◆ FRAGMENTO ◆

====================

CARNAVALES DE NEGROS Y BLANCOS EN NARIÑO
En un país como el nuestro, donde la violencia muestra descaradamente sus facetas más crueles, se hace necesario reconocer como principal valor el de la vida, de ahí se desprenden todos los demás.
Por:
J. Mauricio Chaves-Bustos

En Nariño, el 28 de diciembre es el inicio, con la celebración del día de inocentes, es como decir que frente a la desconfianza vivida, hay un periodo en donde hay que burlarse de aquel que aparece como confiado, del inocente. Las empanadas rellenas de algodón, el tinto con sal, el vino avinagrado, son sólo algunas de esas manifestaciones de burla frente al cándido. Ahí hay ya un primer escenario, el del vecino, el del conocido o el familiar, pero hay ya un despliegue hacia la alteridad, es decir de reconocimiento del otro. En algunas ciudades de Nariño es un juego de agua, el inocente que sale es sometido a la purificación del agua. En ambas formas de burla, sin embargo, hay una aceptación del otro, se sabe que si se sale se somete al baño o si se acepta el presente se sabe que hay una intención. Es decir que este primer paso es de re-construcción de la confianza en un primer escenario de encuentro.

Luego viene el 31 de diciembre, donde se hace y se exhibe el Año Viejo, con unas connotaciones bien particulares. Frente a la desconfianza descrita, aparece un elemento crítico, sobre todo en el Año Viejo de carácter comunal, cuando las asociaciones, los barrios o los grupos de amigos se burlan de los estamentos, de los politicastros o de los sucesos fallidos durante el año; es un grito abierto, entonces la inocencia ha desparecido, se anuncia y se denuncia, aparece entonces la sociedad mordaz, ya hay la suficiente confianza como para decirle al otro-instituido que le ha fallado a la sociedad.
Casi siempre son denuncias de carácter político, con entramados económicos, donde el Año Vieja representa los desfalcos, los robos al erario público, las estafas, por eso, como una forma de compensa y de recompensa se pide “una caridad para el año viejo”, los transeúntes son atacados por las “viudas”, hombres disfrazados de mujeres, y esto es maravilloso, porque se hace en una sociedad que es abiertamente machista y con rasgos homofóbicos, quienes solicitan dinero, supuestamente para suplir los gastos de entierro del Año Viejo, pero se replica el actuar que se denuncia, ya que con los dineros recogidos se compra la pólvora para incendiar el monigote y para libar las penas con el licor.

Ese es el destino de los dineros recolectados. Se anuncia, se denuncia y se replica, para ello se ha recuperado la confianza, a tal punto, que se pueden burlar del otro, en un cinismo querido y buscado para replicar lo que se denuncia. Aquí el encuentro es con el otro-odiado, el otro-vilipendiado, en efigie, a la mejor manera de los San Benitos de la inquisición, que cuando no se hacían en persona, se hacían en representación del acusado.

====================

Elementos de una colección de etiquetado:
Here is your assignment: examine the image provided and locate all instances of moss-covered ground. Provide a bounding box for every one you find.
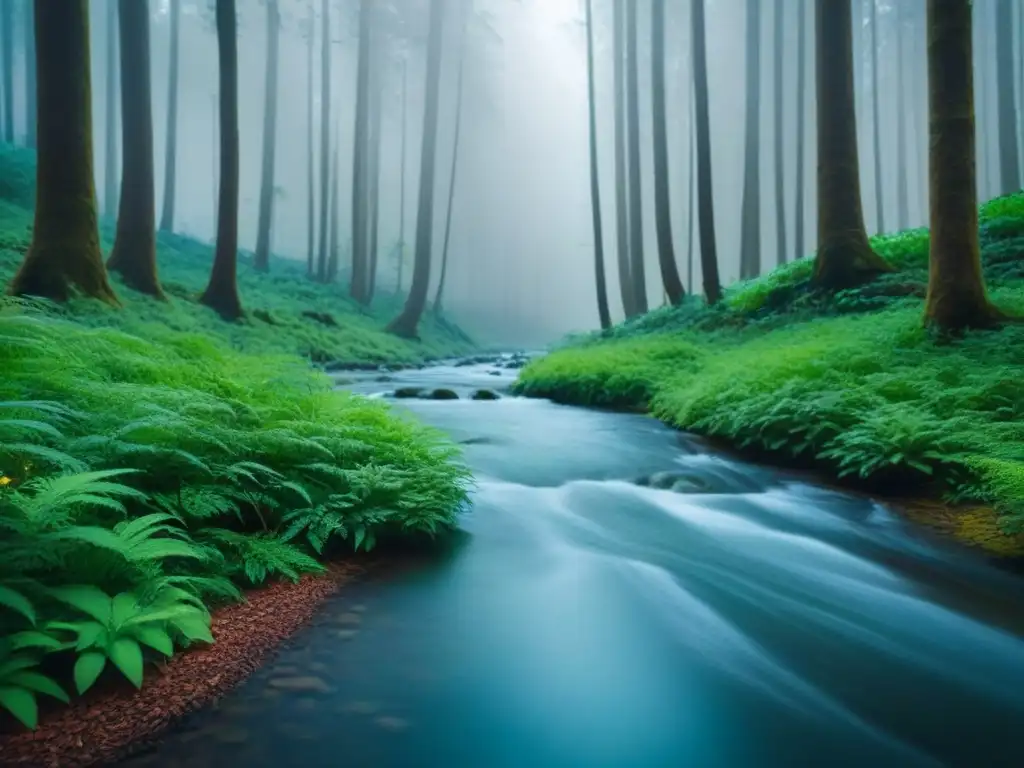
[517,194,1024,554]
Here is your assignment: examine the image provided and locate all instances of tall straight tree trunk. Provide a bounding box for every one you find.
[651,0,685,305]
[611,0,637,317]
[102,0,118,216]
[868,0,886,233]
[316,0,331,282]
[995,0,1021,195]
[434,9,466,314]
[773,3,786,264]
[793,0,802,259]
[0,0,14,144]
[388,0,446,338]
[587,0,611,329]
[394,58,409,294]
[9,0,117,303]
[892,3,912,229]
[160,0,181,232]
[306,0,316,278]
[202,0,242,321]
[22,0,36,150]
[925,0,998,332]
[739,0,761,280]
[349,0,373,303]
[626,2,647,314]
[690,0,722,304]
[814,0,891,291]
[106,0,164,298]
[253,0,284,272]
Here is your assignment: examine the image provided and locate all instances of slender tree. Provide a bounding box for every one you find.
[925,0,999,332]
[772,2,786,264]
[201,0,242,321]
[611,0,637,317]
[651,0,685,305]
[814,0,891,291]
[739,0,761,280]
[388,0,446,338]
[106,0,164,298]
[587,0,606,329]
[9,0,117,303]
[690,0,722,304]
[253,0,284,272]
[160,0,181,232]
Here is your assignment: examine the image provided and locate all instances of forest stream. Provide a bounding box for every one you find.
[125,365,1024,768]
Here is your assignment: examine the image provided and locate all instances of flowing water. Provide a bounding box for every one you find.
[128,365,1024,768]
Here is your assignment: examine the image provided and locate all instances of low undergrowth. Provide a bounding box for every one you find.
[517,195,1024,549]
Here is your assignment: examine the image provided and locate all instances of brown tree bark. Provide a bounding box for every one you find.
[253,0,284,272]
[814,0,892,291]
[925,0,998,332]
[387,0,446,338]
[651,0,686,306]
[201,0,242,321]
[106,0,164,299]
[587,0,606,329]
[160,0,181,232]
[8,0,117,304]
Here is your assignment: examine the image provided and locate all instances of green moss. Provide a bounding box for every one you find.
[516,195,1024,552]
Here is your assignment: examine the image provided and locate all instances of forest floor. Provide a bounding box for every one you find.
[516,194,1024,556]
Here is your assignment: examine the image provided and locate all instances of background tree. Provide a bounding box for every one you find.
[201,0,242,321]
[106,0,164,298]
[814,0,891,291]
[9,0,117,303]
[388,0,446,338]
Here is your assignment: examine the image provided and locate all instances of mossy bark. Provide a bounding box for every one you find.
[106,0,164,298]
[925,0,998,332]
[9,0,117,303]
[200,0,242,321]
[814,0,892,291]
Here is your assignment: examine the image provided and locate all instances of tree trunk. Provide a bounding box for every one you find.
[626,2,647,314]
[651,0,685,306]
[793,0,802,259]
[198,0,242,321]
[814,0,891,291]
[160,0,181,232]
[995,0,1021,195]
[253,0,284,272]
[925,0,997,332]
[106,0,164,298]
[690,0,722,304]
[388,0,446,338]
[739,0,761,280]
[22,0,37,150]
[349,0,373,303]
[587,0,606,329]
[102,0,118,216]
[9,0,117,304]
[868,0,886,233]
[434,9,466,315]
[773,3,786,264]
[612,0,637,317]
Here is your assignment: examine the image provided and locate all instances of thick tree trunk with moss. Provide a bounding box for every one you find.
[106,0,164,298]
[160,0,181,232]
[690,0,722,304]
[651,0,685,305]
[925,0,997,332]
[814,0,892,291]
[9,0,117,303]
[200,0,242,321]
[387,0,446,338]
[253,0,284,272]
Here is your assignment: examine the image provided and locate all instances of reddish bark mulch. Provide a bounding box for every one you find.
[0,563,364,768]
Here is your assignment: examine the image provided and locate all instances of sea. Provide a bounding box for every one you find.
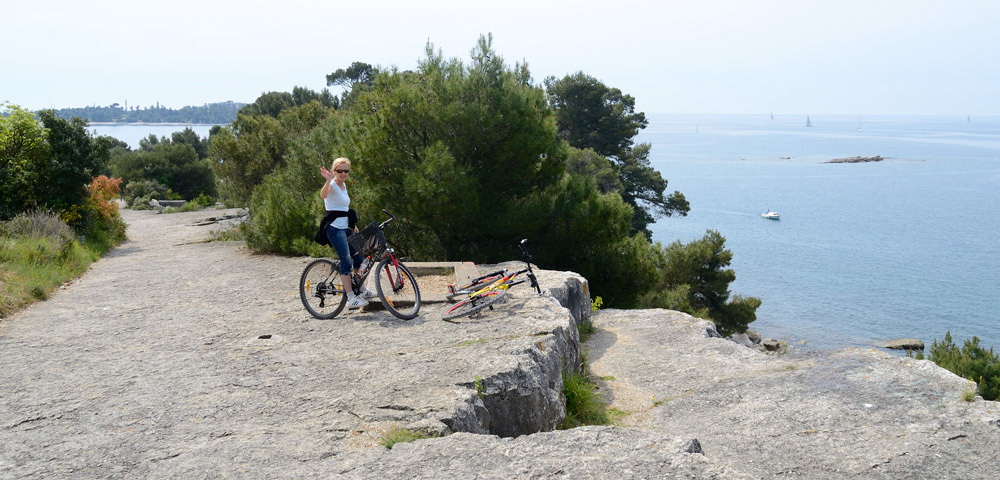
[637,114,1000,353]
[88,123,214,150]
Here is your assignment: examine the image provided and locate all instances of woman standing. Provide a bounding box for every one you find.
[319,157,375,308]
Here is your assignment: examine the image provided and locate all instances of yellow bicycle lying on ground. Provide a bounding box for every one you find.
[441,239,542,320]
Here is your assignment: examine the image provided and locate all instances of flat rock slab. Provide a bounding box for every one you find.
[0,210,579,478]
[584,310,1000,479]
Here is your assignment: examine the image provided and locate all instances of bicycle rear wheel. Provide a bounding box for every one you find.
[375,256,420,320]
[441,289,507,320]
[299,258,347,319]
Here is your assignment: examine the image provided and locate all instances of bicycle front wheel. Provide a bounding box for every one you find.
[441,289,507,320]
[375,256,420,320]
[299,258,347,319]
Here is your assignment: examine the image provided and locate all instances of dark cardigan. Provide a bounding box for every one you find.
[315,209,358,245]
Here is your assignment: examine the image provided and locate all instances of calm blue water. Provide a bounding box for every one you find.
[88,123,212,150]
[639,115,1000,349]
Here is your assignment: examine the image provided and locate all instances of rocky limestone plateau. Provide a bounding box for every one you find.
[0,210,1000,479]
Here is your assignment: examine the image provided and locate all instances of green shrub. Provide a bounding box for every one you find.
[3,210,76,243]
[562,373,609,429]
[382,428,437,450]
[191,193,215,208]
[930,331,1000,400]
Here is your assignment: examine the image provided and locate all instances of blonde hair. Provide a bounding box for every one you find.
[330,157,351,170]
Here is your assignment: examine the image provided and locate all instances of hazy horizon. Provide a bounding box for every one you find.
[0,0,1000,117]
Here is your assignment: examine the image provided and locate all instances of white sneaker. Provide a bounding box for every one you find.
[347,292,368,309]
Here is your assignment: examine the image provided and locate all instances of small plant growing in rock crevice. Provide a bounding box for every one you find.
[472,375,483,398]
[561,373,609,429]
[381,428,438,450]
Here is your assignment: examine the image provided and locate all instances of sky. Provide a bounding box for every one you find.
[0,0,1000,116]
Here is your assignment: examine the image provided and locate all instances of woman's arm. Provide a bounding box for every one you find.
[319,167,333,199]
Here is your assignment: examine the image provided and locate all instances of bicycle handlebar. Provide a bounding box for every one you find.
[378,208,396,230]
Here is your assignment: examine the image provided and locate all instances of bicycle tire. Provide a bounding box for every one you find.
[299,258,347,319]
[441,289,507,320]
[446,270,504,302]
[375,256,420,320]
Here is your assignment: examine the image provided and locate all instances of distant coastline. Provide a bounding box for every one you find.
[89,122,222,127]
[823,155,885,163]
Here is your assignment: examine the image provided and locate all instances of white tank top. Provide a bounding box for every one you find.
[323,180,351,229]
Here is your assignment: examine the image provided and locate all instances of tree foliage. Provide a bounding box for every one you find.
[0,105,110,219]
[109,129,216,200]
[930,332,1000,400]
[638,230,761,336]
[544,72,690,238]
[209,102,330,205]
[544,72,649,158]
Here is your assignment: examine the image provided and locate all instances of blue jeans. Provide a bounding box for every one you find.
[326,226,363,275]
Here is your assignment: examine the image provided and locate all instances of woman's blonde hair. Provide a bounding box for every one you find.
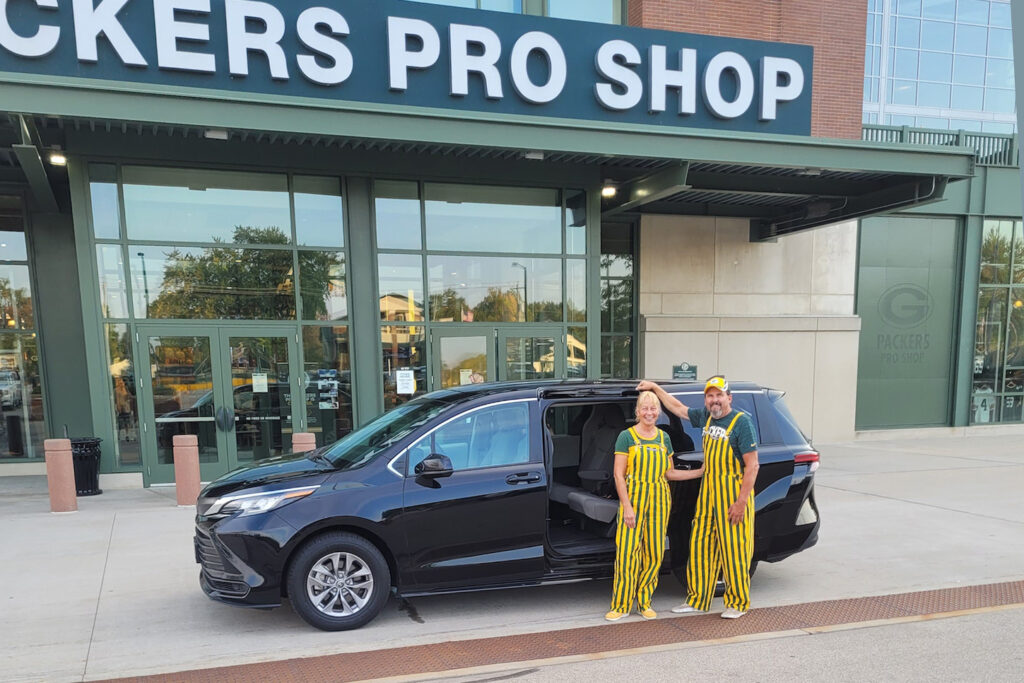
[634,391,662,419]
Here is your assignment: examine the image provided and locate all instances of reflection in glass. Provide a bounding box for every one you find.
[299,251,348,321]
[381,325,427,411]
[427,256,562,323]
[0,264,35,330]
[96,245,128,317]
[123,166,292,244]
[436,335,494,389]
[565,327,587,379]
[0,333,47,459]
[423,183,562,254]
[374,180,422,249]
[377,254,423,322]
[89,164,121,240]
[565,258,587,323]
[128,242,295,321]
[565,189,587,254]
[981,220,1011,285]
[294,175,345,247]
[302,326,352,445]
[228,337,294,463]
[147,337,217,465]
[105,323,142,465]
[601,335,633,379]
[501,337,555,380]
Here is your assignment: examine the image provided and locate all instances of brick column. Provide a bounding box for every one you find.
[174,434,200,507]
[43,438,78,512]
[292,432,316,453]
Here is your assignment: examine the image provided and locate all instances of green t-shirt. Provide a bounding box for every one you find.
[615,429,675,456]
[689,408,758,465]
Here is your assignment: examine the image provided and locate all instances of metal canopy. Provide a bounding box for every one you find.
[0,100,975,241]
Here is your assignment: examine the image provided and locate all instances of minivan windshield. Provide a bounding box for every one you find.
[324,395,462,470]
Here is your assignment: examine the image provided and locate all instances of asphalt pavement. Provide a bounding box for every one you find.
[0,430,1024,681]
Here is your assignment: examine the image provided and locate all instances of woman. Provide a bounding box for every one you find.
[604,391,703,622]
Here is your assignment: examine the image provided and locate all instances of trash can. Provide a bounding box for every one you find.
[71,436,103,496]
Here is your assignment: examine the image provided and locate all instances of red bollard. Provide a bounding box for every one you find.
[43,438,78,512]
[173,434,199,507]
[292,432,316,453]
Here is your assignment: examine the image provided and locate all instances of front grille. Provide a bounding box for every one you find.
[196,526,249,598]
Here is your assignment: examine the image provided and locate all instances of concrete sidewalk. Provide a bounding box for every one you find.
[0,435,1024,681]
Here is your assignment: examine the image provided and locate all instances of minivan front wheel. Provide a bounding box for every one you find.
[287,532,391,631]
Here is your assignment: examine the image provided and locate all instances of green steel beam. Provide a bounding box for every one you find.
[0,73,975,178]
[601,162,689,216]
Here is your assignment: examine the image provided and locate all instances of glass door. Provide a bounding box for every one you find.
[497,326,565,380]
[137,327,227,483]
[430,329,498,390]
[138,326,305,483]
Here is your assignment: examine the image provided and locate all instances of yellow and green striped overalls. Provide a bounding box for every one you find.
[686,411,754,611]
[611,427,672,612]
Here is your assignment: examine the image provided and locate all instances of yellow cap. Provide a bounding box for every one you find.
[705,376,729,393]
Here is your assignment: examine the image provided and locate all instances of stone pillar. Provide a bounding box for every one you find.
[174,434,200,507]
[43,438,78,512]
[292,432,316,453]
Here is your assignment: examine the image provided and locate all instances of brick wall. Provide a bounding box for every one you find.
[628,0,867,139]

====================

◆ OBJETIVO ◆
Según el fragmento sobre los carnavales de Nariño, ¿quiénes se burlan en el Año Viejo de carácter comunal? Nómbrelos todos, por favor. Las líneas no tienen relación con el fragmento.

◆ RESULTADO FINAL ◆
Las asociaciones, los barrios y los grupos de amigos.